----- RECORDS TO PROCESS -----

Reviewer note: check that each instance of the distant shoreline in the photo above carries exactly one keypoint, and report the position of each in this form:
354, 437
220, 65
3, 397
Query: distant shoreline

-----

§ ABOUT THIS TASK: Search the entries for the word "shoreline", then copy every line in which it is found.

§ WRITTEN ANSWER:
Reviewer note: check that each instance of the distant shoreline in the photo above carries exactly one keypoint, and report the position of each in this form:
Query: distant shoreline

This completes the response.